[Start of Attachment]

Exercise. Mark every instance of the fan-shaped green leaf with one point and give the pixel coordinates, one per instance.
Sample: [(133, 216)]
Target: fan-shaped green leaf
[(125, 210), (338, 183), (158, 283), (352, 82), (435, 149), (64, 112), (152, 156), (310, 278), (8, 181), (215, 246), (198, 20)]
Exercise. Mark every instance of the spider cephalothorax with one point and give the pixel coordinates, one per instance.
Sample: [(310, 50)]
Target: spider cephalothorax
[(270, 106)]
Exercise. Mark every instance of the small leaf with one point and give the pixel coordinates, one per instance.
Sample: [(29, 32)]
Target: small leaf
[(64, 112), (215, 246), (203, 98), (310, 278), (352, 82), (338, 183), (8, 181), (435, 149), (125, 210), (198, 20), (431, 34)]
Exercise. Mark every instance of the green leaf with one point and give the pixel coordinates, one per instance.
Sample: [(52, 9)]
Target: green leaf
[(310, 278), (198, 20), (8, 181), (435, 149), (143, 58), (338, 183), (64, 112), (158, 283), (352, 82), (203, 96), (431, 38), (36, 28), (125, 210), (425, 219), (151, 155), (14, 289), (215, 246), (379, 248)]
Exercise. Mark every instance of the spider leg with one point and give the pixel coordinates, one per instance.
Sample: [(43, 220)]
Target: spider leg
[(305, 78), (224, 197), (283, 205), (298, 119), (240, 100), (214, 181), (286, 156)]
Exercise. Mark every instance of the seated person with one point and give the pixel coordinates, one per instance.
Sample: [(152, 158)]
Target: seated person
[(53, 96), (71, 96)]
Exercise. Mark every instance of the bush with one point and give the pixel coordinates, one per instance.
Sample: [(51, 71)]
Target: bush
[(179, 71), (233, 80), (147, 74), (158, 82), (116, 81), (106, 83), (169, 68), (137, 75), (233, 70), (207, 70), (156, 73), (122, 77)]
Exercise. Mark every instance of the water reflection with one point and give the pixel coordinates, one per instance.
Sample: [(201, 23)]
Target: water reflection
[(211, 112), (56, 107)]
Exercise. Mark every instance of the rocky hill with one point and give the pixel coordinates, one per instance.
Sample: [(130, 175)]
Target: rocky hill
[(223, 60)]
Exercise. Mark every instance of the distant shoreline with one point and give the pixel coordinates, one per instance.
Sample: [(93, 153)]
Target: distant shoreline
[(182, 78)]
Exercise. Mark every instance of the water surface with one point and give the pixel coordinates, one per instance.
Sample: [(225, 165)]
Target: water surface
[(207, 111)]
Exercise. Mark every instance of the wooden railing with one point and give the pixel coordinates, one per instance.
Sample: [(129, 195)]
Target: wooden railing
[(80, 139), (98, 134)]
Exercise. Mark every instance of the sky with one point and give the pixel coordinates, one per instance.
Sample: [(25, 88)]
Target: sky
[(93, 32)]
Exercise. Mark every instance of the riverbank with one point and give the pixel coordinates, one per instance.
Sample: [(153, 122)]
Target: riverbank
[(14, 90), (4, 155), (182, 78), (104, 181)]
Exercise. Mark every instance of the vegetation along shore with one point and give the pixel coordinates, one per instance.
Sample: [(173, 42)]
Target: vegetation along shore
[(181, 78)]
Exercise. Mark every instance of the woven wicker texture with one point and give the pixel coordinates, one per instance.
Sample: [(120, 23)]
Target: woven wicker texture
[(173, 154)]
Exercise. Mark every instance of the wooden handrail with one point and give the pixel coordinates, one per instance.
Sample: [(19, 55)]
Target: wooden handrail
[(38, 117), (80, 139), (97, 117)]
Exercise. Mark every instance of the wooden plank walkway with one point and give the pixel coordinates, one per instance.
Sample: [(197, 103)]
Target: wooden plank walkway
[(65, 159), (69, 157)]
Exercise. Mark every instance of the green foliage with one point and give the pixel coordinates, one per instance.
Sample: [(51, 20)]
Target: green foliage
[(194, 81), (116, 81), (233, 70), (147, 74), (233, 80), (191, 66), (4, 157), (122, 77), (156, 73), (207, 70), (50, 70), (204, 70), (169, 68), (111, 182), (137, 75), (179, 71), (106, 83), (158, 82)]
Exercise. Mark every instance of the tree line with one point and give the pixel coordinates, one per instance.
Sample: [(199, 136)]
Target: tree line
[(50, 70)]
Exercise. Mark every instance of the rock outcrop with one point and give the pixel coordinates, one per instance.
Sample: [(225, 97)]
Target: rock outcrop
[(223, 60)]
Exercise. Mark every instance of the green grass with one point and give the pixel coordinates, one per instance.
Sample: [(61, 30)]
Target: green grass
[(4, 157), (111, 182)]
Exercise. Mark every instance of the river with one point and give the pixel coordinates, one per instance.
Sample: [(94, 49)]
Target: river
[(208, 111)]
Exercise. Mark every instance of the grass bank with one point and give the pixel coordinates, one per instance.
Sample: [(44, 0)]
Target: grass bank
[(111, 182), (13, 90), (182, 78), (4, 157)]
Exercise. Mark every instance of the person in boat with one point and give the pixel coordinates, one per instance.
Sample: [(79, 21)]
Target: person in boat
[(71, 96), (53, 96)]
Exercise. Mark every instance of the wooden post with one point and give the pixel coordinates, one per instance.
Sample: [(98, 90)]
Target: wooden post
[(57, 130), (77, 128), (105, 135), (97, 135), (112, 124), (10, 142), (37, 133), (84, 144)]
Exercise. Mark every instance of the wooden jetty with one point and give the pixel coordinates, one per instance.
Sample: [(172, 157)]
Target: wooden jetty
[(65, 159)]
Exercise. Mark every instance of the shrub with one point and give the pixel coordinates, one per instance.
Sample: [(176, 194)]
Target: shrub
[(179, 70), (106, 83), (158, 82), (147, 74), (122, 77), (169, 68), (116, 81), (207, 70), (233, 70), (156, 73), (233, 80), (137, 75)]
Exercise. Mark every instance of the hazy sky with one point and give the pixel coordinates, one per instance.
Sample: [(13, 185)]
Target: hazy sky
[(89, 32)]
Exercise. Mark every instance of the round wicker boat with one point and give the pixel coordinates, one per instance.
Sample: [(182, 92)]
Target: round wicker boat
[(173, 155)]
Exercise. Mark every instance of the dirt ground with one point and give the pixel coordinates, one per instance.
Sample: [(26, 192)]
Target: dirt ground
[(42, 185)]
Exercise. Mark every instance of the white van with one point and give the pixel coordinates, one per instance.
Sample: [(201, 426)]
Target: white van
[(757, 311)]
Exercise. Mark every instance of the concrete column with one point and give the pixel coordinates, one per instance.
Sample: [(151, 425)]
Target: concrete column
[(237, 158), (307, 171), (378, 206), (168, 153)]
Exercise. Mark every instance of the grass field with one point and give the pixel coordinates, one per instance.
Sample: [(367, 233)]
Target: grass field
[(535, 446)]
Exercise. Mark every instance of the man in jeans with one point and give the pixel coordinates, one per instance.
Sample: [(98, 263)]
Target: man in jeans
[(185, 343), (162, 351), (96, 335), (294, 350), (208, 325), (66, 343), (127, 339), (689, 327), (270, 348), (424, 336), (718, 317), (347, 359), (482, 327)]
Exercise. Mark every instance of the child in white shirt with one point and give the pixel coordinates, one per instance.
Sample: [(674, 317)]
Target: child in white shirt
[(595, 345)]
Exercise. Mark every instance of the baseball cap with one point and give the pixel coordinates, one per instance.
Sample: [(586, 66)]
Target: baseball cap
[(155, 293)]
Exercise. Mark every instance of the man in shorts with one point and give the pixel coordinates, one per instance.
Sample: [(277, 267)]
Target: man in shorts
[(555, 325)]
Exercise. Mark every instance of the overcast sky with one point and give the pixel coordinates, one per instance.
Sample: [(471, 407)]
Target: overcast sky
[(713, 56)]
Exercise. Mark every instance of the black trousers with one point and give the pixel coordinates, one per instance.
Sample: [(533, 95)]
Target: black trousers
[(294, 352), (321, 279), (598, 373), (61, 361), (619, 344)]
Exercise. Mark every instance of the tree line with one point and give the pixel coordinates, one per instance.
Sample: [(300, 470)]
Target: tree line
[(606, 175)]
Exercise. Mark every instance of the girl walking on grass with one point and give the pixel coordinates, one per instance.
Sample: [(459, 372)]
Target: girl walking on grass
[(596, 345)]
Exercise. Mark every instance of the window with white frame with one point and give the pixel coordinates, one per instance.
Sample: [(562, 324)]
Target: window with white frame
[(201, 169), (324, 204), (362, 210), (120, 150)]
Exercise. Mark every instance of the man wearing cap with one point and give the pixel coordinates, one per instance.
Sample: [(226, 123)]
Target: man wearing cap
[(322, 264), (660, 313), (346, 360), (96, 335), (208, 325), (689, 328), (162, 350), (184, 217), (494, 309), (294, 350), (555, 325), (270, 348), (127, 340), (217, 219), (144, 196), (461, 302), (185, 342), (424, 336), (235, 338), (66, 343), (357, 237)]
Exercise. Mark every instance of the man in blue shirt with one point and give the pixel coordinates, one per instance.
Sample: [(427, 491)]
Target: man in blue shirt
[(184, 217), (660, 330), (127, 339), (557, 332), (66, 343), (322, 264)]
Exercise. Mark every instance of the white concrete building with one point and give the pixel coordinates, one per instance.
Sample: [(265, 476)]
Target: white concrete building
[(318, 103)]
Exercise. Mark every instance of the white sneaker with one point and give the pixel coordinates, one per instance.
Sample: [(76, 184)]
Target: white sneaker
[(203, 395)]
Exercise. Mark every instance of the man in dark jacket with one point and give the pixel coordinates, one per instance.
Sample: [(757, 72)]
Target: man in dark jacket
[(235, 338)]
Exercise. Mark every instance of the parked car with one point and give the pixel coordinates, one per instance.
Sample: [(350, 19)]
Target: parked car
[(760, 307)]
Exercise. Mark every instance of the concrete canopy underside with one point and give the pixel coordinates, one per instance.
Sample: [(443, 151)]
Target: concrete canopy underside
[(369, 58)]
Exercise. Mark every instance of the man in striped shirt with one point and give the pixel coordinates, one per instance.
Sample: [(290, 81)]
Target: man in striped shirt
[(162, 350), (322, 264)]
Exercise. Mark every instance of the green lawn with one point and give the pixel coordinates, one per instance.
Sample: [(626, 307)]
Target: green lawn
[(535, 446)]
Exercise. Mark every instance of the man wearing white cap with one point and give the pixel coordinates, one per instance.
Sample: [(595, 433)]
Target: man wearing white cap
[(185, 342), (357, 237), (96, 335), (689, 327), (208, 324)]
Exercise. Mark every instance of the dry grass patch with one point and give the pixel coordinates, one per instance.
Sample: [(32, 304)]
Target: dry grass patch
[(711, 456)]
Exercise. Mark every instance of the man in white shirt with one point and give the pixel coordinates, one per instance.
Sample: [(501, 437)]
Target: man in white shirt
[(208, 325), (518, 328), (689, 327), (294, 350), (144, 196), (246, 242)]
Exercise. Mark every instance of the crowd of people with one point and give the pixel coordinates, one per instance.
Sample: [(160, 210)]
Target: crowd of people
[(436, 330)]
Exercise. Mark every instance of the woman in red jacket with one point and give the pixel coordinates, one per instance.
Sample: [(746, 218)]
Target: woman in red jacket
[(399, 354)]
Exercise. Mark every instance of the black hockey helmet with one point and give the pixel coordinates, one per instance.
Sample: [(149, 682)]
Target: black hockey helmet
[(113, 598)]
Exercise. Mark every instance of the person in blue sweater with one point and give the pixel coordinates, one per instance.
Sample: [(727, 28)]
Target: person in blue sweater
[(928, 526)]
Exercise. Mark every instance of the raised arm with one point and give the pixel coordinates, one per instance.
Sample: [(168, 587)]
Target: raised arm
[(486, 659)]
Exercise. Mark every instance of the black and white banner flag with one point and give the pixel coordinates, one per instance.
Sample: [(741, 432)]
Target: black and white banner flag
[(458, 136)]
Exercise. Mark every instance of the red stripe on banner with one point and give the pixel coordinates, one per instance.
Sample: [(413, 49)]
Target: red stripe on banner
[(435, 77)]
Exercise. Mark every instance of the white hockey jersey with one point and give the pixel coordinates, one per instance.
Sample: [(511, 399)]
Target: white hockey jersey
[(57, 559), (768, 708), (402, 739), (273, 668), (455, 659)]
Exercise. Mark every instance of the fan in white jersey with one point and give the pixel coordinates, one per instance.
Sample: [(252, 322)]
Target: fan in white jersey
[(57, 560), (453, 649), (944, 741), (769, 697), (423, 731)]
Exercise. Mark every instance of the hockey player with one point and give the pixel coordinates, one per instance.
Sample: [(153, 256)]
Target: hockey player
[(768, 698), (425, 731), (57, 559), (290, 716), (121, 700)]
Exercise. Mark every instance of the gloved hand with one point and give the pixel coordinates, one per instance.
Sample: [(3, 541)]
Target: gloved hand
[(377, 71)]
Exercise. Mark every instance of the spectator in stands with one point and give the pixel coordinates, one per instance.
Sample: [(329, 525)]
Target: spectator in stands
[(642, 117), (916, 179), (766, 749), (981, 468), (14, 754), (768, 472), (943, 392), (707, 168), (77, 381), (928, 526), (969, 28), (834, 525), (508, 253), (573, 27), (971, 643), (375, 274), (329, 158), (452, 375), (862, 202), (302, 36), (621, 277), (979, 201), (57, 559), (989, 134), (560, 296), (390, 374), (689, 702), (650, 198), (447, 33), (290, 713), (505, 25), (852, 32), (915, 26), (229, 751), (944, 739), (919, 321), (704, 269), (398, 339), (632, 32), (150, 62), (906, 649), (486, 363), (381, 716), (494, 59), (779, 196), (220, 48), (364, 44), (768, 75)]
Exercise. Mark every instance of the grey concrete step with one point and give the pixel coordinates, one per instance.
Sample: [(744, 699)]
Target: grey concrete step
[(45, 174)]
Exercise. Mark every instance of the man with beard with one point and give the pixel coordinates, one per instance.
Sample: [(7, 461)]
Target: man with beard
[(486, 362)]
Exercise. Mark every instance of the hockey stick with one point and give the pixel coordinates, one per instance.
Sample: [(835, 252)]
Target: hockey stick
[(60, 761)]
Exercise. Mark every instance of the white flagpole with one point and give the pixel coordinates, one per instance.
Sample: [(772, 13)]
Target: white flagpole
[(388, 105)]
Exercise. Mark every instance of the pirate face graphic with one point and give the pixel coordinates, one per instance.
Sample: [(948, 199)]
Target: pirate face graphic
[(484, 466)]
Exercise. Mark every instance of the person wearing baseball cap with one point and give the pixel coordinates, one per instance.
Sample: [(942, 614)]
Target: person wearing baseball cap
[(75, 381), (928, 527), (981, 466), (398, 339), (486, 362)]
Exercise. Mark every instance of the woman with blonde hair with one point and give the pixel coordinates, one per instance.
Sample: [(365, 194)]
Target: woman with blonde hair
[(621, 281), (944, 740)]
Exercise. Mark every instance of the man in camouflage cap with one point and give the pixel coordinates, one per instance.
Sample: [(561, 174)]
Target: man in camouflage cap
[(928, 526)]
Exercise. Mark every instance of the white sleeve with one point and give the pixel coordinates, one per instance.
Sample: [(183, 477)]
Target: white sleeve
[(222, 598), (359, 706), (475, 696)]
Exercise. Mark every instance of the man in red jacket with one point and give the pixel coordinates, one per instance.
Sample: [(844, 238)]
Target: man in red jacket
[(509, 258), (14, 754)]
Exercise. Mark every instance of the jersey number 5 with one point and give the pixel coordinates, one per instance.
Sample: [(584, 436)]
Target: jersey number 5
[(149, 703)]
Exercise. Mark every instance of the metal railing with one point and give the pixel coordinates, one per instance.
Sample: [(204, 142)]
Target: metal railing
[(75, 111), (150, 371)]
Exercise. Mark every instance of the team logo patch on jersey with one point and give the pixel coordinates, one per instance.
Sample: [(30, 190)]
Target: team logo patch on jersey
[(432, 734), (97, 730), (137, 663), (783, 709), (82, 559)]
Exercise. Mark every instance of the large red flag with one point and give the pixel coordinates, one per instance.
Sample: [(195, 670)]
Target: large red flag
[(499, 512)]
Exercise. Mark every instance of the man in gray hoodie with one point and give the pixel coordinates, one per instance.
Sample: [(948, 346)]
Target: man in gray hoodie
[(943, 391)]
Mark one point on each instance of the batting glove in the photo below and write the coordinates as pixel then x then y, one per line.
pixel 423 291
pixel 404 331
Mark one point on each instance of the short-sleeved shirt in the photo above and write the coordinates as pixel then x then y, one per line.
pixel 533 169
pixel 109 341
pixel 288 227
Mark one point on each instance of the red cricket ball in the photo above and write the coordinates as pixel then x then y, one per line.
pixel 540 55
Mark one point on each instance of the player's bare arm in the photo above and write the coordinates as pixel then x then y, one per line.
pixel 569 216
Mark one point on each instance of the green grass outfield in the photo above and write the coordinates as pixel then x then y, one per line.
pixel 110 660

[End of Attachment]

- _Your task_
Going back over the entries above, copy word for word every line from the one that has "Target: black hockey helmet" on through the one that has "Sample: [(252, 322)]".

- _Task output_
Target: black hockey helmet
[(113, 598)]
Exercise. Mark every instance of the person in blue sweater with one point and give the pixel coordinates, one per instance.
Sample: [(727, 28)]
Target: person in blue sweater
[(928, 526)]
Exercise. Mark every instance of the raised arm with one point and give the pixel coordinates, one per instance.
Sample: [(168, 587)]
Target: raised arm
[(486, 659)]
Exercise. Mark every instance of the black and white banner flag with one point and give the pixel coordinates, one per instance.
Sample: [(741, 432)]
Target: black and white banner flag
[(458, 136)]
Exercise. Mark every instance of the red stripe on banner with one point and give the pixel coordinates, one per instance.
Sample: [(413, 49)]
Target: red stripe on banner
[(435, 77)]
Exercise. Mark every instance of the white hockey jersey with one point and give the pixel coordinates, one per instance.
Sample: [(511, 399)]
Target: white hockey jersey
[(57, 559), (768, 708), (402, 739), (273, 668), (455, 659)]
Exercise. Mark every instance of the fan in white jersey with one point and give the pixel coordinates, one per instance.
Sample: [(252, 322)]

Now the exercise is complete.